#### Data to process

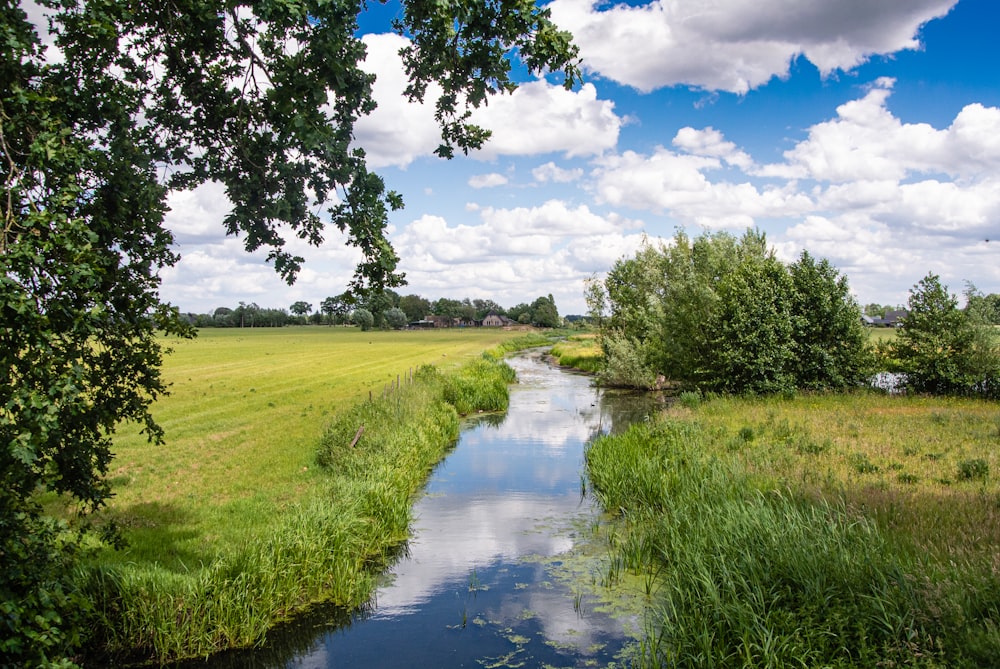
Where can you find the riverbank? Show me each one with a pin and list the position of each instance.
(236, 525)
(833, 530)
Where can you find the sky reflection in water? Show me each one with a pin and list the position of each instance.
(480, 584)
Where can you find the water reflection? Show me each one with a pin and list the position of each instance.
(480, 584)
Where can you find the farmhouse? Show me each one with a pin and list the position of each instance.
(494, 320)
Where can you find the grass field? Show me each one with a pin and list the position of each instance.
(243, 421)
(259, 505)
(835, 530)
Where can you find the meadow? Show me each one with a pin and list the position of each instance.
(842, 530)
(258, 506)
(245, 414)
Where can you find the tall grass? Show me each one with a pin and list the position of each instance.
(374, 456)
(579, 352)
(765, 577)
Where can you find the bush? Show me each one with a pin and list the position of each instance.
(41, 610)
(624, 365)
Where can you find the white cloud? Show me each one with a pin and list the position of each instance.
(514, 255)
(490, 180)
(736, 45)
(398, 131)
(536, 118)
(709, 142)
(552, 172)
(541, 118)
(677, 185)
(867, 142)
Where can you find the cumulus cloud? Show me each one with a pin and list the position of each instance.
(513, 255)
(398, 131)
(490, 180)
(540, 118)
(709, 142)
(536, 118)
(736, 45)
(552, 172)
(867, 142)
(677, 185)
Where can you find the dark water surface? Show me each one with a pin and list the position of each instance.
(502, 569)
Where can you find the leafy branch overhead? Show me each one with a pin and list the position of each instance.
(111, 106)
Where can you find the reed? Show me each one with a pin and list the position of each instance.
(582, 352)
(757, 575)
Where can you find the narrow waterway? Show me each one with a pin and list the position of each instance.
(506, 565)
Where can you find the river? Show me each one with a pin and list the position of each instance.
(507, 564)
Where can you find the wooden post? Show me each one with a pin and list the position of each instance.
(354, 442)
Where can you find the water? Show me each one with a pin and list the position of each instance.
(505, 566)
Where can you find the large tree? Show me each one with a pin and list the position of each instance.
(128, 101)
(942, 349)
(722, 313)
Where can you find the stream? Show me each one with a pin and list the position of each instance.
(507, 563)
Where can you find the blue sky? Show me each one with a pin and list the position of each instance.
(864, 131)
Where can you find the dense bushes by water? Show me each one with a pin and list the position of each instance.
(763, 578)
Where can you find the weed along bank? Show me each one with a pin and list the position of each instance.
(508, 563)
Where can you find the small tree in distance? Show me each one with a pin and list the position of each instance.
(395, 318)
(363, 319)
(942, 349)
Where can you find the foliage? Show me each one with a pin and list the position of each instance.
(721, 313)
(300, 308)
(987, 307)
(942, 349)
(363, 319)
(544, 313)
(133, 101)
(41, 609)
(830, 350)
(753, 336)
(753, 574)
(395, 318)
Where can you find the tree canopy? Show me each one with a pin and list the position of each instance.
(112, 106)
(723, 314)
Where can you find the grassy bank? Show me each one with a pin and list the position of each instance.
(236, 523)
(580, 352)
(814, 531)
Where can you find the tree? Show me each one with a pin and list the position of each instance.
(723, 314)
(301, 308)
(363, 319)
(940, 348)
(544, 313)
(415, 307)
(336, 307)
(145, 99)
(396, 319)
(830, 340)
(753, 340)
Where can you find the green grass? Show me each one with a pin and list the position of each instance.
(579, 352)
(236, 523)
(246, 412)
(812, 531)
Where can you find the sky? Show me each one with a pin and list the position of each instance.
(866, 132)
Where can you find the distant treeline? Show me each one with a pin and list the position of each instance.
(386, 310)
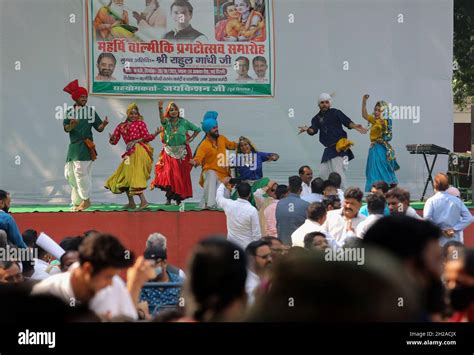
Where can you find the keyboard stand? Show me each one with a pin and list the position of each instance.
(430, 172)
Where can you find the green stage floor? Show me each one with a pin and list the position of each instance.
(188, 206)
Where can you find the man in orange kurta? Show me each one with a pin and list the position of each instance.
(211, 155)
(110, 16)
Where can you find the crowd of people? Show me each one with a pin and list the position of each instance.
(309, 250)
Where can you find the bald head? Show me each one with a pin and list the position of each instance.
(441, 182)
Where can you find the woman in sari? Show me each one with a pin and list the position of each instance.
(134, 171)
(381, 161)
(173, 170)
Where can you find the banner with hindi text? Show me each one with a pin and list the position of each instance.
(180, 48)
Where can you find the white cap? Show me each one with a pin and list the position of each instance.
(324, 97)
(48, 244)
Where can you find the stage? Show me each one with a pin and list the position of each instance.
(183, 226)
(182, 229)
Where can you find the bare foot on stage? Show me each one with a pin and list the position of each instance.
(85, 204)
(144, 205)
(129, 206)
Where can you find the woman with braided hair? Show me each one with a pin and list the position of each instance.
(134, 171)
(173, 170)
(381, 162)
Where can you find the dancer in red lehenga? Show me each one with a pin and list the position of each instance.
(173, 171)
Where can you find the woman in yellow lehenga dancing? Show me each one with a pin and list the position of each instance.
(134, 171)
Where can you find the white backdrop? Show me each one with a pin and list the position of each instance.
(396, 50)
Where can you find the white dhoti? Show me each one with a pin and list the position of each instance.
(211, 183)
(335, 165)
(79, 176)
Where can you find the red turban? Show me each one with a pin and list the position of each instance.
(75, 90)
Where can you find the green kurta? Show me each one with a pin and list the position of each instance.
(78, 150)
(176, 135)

#### Work instruction
Retype all of the listing word for word and skip the pictures.

#### Task output
Where can you find the riverbank? Show me each one with a pin and list the position of each instance.
(236, 525)
(833, 530)
Where can you find the sky reflection in water? Show me each one with a pin and list the position of each instance.
(480, 584)
Where can you find the water reflection? Show me each one with a pin and list the position of each instance.
(480, 584)
Where can you find the farmhouse? Show me each one with a pin and list the position of each instance.
(494, 320)
Where can you find the grass field? Show me each one with a pin and list the position of each instance.
(243, 421)
(259, 505)
(835, 530)
Where can you find the meadow? Show me each one with a pin and list the position of each instance.
(842, 530)
(258, 506)
(245, 414)
Where can you find the tall grass? Show me each one with a pin and list the position of each instance.
(374, 456)
(579, 352)
(765, 577)
Where can you find the bush? Show me each one with a pin and list the position of each instance.
(41, 610)
(624, 365)
Where can you find the white cloud? Show me each one with a pin and list the position of each instance.
(514, 255)
(490, 180)
(736, 45)
(398, 131)
(536, 118)
(709, 142)
(552, 172)
(541, 118)
(677, 185)
(867, 142)
Where can you find the cumulus cloud? Show me each one with a pin and list the position of each instance.
(513, 255)
(398, 131)
(490, 180)
(540, 118)
(709, 142)
(536, 118)
(736, 45)
(552, 172)
(867, 142)
(677, 185)
Where can you find the dark water surface? Show me each one with a pin and list the position of each instance.
(502, 569)
Where can you find the leafy branch overhead? Show me each one with a pin and list the position of each instance.
(111, 106)
Where can you find the reed? Show me each one with a pin and list the position of each instance.
(582, 352)
(757, 575)
Where can you find the narrow waterway? Show me each one with a pin and list the position of each instance.
(506, 565)
Where can you find the river? Show me each one with a pin and list the position of each instance.
(507, 564)
Where can you find the wooden post? Show me each one with a pin and list the position of each instance.
(354, 442)
Where can you find the water? Show me each one with a pin and list the position of each instance.
(505, 566)
Where can you find the large tree? Show me each one with a pin and list the position of each instance.
(128, 101)
(942, 349)
(722, 313)
Where can you find the stream? Show me each one with a pin and list the position of each instance.
(507, 563)
Where can you find the blue sky? Show me each one with a pin and list the position of each instance.
(864, 131)
Where can you find the dense bushes by water? Show me each one with a pin and list the position of each instance.
(763, 578)
Where can you find the weed along bank? Show me each one with a pin and list the position of each instance.
(508, 563)
Where can you find the small tree in distance? Show me each one with a pin and list the position of each instance.
(395, 318)
(363, 319)
(942, 349)
Where can you find the foliage? Show me each one with a pin and list the position of each instance.
(721, 313)
(300, 308)
(987, 307)
(942, 349)
(363, 319)
(544, 313)
(133, 101)
(41, 609)
(830, 350)
(753, 336)
(753, 574)
(395, 318)
Where can you find the tree canopy? Show me each one with a pin and list the position of each instance.
(112, 106)
(723, 314)
Where can you find the grassy bank? Show me each one with a pin and list the position of each instance.
(236, 523)
(580, 352)
(814, 531)
Where can you find the tree? Show me each one with a pin and list the position of each instance.
(723, 314)
(301, 308)
(363, 319)
(940, 348)
(544, 313)
(415, 307)
(336, 307)
(145, 99)
(396, 319)
(830, 340)
(753, 340)
Where can you find the green grass? Show me each one with a pin and list the position of each instance.
(579, 352)
(236, 523)
(246, 412)
(812, 531)
Where can you find the sky? Show me each one with a pin and list the position of each instance.
(866, 132)
Where can you find the distant treeline? Show me each one with a pin and list the position of each instance.
(386, 310)
Where can you find the keyboard stand? Show me each one with a pin and list the position of each instance.
(430, 172)
Where can you find the green stage floor? Show me each one with a pin and list the position of each instance.
(188, 206)
Where can you find the man in orange kurta? Show me each one with a pin and list the position of each instance.
(211, 155)
(110, 16)
Where can you find the crowd of people? Show me each one with a pin and list the position of each instance.
(309, 250)
Where can you find the bald head? Show me each one with a pin and list the position of each instance.
(441, 182)
Where can you find the woman in sari? Show me each one with a pin and list the position of each instance.
(134, 171)
(381, 161)
(173, 170)
Where can you find the banner with hindi text? Show me each one with a pin and list the position of each instance.
(180, 48)
Where can you find the white cap? Show me each one with a pin and list the position of each instance.
(324, 97)
(48, 244)
Where can you find the stage? Show me each one with a pin and list the position of each instance.
(183, 226)
(182, 229)
Where can you find the bare foot on stage? Show me each one with a pin and list the position of each instance.
(85, 204)
(144, 205)
(129, 206)
Where can you find the woman with braided hair? Show me each one with a pin and list the position of each instance.
(134, 171)
(173, 170)
(381, 162)
Where can you find the dancer in red lehenga? Show me each one with a pin and list the position of each instance.
(173, 171)
Where can you find the woman in yellow lehenga dancing? Show me each one with a pin and list the position of each instance.
(134, 171)
Where can you find the white backdrop? Show me each one with a pin and list the position of each instance.
(396, 50)
Where can you find the white dhoti? Show me each one with a pin and list the position of each instance.
(211, 183)
(335, 165)
(79, 176)
Where can you find the red turban? Show me each one with a pin and list the position of each instance.
(75, 90)
Where can you find the green kurta? Show me each one with a pin and list the position of each instance.
(78, 150)
(176, 135)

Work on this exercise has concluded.